▼▼▼

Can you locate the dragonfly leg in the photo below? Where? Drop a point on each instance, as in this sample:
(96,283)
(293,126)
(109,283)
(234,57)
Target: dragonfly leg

▲▲▲

WHAT IS EXPECTED
Reproduce the rows above word for word, keeping every line and character unchanged.

RESULT FOR THIS EXERCISE
Can you locate the dragonfly leg in the photo below? Where? Drop a point on each instance, as in this sample:
(96,283)
(293,126)
(109,283)
(234,57)
Target: dragonfly leg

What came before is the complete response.